--- START OF Document section ---

A local co-op offers a new product called golden beef. It is made up of 12 month old steers finished off grass.


----------



## tinknal (May 21, 2004)

Rob, I prefer to raise them to 18-24 months on grass and then finish full feed ground ear corn for 60 to 90 days while still on grass.


----------



## francismilker (Jan 12, 2006)

I'm with tinknal. Let them get to full frame size or 14-16 months old and then gradually get them to full feed. Once they're on full feed for 60-90 days they'll add some finish fat. The way I decide when an animal is finished for the most part is to look at what's left of their scrotum and see when it begins to fill up with fat deposits. When they begin to look like they're growing a new "pair" they're ready for the freezer. It's just harder to do with dairy bred critters.


----------



## sammyd (Mar 11, 2007)

We've only "finished" our dairy steers once. We used Tend-r-leen and whole shell corn for a few months before butchering since hay was hard to find and corn was cheap then.

Otherwise we feed 4-6 pounds of a 14 or 16% grain twice a day along with pasture or free choice hay (depending on the season) and have never been disappointed or heard complaints with any of the animals we have had processed.


----------



## Ross (May 9, 2002)

There's another name for Tend-r-lean feeding but I forget it ATM. Don't they have to start very young to be able to maximise the corn? How much shell corn were you feeding Sammy? I know you can feed whole corn to sheep no problem but on pastured cattle we always used cracked corn. A good 25 pounds anyhow....I fed more than that to my holstein steer.


----------



## sammyd (Mar 11, 2007)

We fed better than 20 pounds a head. Tend-R-Leen calls for whole shell corn rather than cracked. Once the pellet starts working their rumen acts more like a pigs stomach and it digests everything pretty well.
We had them on a small pasture so we used the pellet that allowed for a couple of pounds of roughage along with the corn, there is a different pellet if you have them in a lot with no access to grass or hay.

--- END OF Document section ---
--- START OF Entries supplied ---

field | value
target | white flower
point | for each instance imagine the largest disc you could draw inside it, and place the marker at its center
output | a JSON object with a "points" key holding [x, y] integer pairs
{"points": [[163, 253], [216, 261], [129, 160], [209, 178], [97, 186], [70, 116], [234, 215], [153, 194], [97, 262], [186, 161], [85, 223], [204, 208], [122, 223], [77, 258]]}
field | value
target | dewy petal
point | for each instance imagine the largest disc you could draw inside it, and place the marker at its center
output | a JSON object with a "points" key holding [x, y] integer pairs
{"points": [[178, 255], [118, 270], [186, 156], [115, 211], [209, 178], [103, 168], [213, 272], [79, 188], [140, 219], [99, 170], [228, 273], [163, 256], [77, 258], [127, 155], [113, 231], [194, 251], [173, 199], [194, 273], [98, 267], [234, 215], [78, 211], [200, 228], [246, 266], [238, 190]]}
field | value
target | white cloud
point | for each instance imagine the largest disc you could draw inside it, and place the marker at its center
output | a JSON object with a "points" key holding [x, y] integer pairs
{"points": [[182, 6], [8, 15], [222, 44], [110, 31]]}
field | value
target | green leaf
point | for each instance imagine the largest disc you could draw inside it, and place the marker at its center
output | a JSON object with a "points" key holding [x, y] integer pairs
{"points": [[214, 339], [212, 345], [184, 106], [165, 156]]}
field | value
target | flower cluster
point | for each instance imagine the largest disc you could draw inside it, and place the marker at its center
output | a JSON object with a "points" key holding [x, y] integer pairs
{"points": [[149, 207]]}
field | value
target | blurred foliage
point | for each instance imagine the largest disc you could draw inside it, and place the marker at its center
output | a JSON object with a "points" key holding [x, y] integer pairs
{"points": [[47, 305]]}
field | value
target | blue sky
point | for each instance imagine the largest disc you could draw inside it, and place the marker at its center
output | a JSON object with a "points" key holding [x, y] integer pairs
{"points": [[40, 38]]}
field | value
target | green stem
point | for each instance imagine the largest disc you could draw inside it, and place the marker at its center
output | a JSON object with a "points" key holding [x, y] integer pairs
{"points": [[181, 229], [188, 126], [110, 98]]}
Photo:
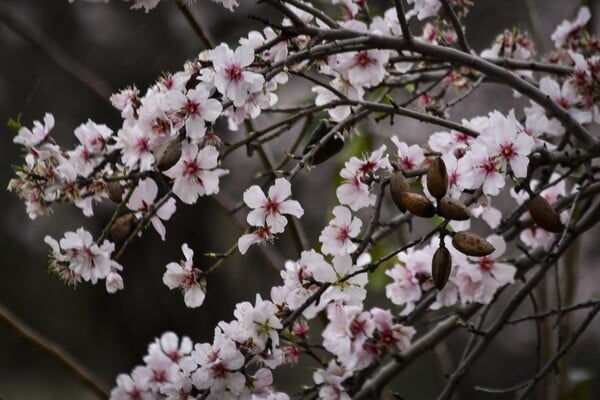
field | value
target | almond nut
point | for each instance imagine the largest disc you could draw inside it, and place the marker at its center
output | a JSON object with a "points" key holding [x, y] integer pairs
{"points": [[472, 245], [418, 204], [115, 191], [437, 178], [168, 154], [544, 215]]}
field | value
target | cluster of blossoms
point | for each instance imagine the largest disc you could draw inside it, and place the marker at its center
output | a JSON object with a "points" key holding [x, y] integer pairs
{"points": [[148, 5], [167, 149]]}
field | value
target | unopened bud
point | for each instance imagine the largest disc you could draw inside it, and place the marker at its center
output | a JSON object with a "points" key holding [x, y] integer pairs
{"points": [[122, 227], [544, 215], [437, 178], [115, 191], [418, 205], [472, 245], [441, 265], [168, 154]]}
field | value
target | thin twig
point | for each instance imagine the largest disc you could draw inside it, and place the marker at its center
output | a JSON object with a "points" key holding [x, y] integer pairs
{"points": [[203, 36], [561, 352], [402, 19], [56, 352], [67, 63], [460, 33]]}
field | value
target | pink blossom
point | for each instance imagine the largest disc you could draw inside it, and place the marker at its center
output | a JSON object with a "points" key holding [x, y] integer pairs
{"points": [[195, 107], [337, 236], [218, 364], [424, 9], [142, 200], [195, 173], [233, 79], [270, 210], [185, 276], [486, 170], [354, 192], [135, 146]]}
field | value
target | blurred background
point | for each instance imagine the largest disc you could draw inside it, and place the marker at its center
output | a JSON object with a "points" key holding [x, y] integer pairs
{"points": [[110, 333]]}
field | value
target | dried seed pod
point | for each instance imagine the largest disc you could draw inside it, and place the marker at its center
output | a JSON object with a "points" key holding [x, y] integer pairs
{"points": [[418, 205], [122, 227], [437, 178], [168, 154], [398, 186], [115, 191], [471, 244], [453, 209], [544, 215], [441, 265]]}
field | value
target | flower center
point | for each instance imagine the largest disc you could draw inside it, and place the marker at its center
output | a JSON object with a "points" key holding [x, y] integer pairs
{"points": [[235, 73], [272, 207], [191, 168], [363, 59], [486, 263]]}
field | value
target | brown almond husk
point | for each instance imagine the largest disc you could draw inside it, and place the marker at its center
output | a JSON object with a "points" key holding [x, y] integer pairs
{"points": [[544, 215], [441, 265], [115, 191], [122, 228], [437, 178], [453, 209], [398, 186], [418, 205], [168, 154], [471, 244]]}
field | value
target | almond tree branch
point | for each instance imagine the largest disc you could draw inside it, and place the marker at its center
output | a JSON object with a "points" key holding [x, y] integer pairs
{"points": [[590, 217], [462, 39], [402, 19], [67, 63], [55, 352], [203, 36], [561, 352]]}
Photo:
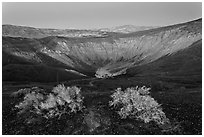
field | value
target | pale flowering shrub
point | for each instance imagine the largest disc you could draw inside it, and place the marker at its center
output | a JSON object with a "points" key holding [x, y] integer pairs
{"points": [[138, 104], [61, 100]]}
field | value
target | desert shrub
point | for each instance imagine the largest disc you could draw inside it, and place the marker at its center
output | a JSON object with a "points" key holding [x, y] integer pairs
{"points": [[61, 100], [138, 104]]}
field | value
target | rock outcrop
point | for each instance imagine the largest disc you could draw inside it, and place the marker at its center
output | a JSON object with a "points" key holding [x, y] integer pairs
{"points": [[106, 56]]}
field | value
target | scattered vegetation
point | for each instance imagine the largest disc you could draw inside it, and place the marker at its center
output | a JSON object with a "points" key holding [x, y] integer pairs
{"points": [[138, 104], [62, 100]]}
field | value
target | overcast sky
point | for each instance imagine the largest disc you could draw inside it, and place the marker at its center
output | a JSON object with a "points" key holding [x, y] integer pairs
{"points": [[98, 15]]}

--- END OF Entries supplied ---

# Problem set:
(1) In the thread on finishing steers, shorten the paragraph beginning "I'm with tinknal." into a bulleted list that keeps its main facts.
(2) Report each line of the rows that contains the string "cluster".

# Replies:
(1)
- Agrees with tinknal.
- Let the steers reach full frame size, or 14-16 months old.
- Then bring them gradually to full feed.
- After 60-90 days on full feed they add some finish fat.
- Readiness is judged mostly by watching what's left of the scrotum start to fill with fat deposits.
- When it looks like they're growing a new "pair," they're ready for the freezer.
- This is harder to judge with dairy-bred animals.

(2)
target | flower cluster
target | cluster of blossoms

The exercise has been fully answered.